• Document passage:
>>>

The 2011 Bulgarian Cup final was the 71st final of the Bulgarian Cup. The match took place on 25 May 2011 at Vasil Levski National Stadium in Sofia. The match was contested by CSKA Sofia, who beat Litex Lovech 2–1 in their semi-final, and Slavia Sofia who beat Pirin Blagoevgrad 7–6 on penalties after a 1–1 draw after extra time. CSKA won the final 1–0, claiming their twenty Bulgarian Cup triumph, with forward Spas Delev scoring the only goal of the game in the 39th minute.

==Background==
Up to the 2011 final, CSKA Sofia had reached the Bulgarian Cup Final 32 times, winning nineteen of them, while Slavia Sofia had won seven of their ten finals.

<<<

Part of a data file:
>>>

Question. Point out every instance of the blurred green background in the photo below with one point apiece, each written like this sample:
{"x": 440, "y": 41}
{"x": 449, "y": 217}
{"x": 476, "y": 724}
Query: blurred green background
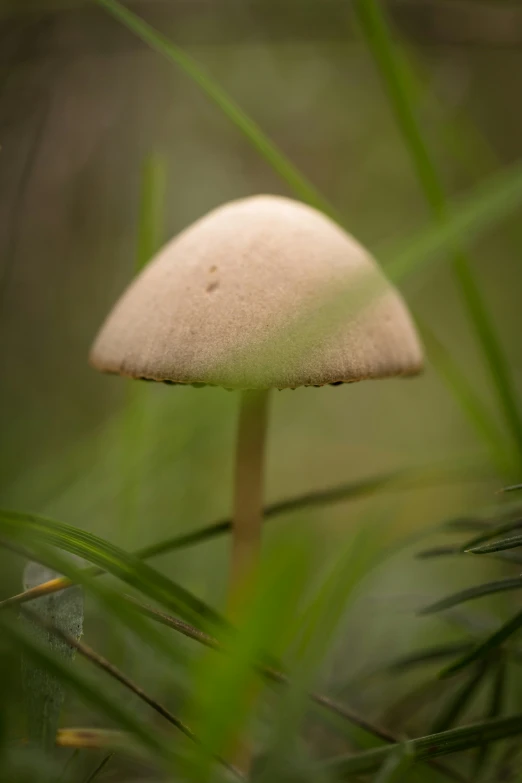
{"x": 83, "y": 104}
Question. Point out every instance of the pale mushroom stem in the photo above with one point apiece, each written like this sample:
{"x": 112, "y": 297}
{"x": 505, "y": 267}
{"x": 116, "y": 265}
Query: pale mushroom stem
{"x": 248, "y": 490}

<<<

• Direction 1: According to the passage on the 2011 Bulgarian Cup final, which player scored the only goal of the match, and in which minute?
• Direction 2: Decide whether each statement agrees with the passage on the 2011 Bulgarian Cup final. Answer yes or no, and quote the words that settle it. (a) The final was played at Vasil Levski National Stadium in Sofia. (b) Slavia Sofia defeated Pirin Blagoevgrad in regular time to reach the final. (c) Before the 2011 final, Slavia Sofia had won seven of their ten finals.
• Direction 3: Reproduce the passage on the 2011 Bulgarian Cup final from "The 2011 Bulgarian" through "the 39th minute.".
The records are separate material unrelated to the passage on the 2011 Bulgarian Cup final.

• Full output 1: Forward Spas Delev scored it in the 39th minute.

• Full output 2:
(a) Yes: "The match took place on 25 May 2011 at Vasil Levski National Stadium in Sofia."
(b) No: "Slavia Sofia who beat Pirin Blagoevgrad 7–6 on penalties after a 1–1 draw after extra time."
(c) Yes: "while Slavia Sofia had won seven of their ten finals."

• Full output 3:
The 2011 Bulgarian Cup final was the 71st final of the Bulgarian Cup. The match took place on 25 May 2011 at Vasil Levski National Stadium in Sofia. The match was contested by CSKA Sofia, who beat Litex Lovech 2–1 in their semi-final, and Slavia Sofia who beat Pirin Blagoevgrad 7–6 on penalties after a 1–1 draw after extra time. CSKA won the final 1–0, claiming their twenty Bulgarian Cup triumph, with forward Spas Delev scoring the only goal of the game in the 39th minute.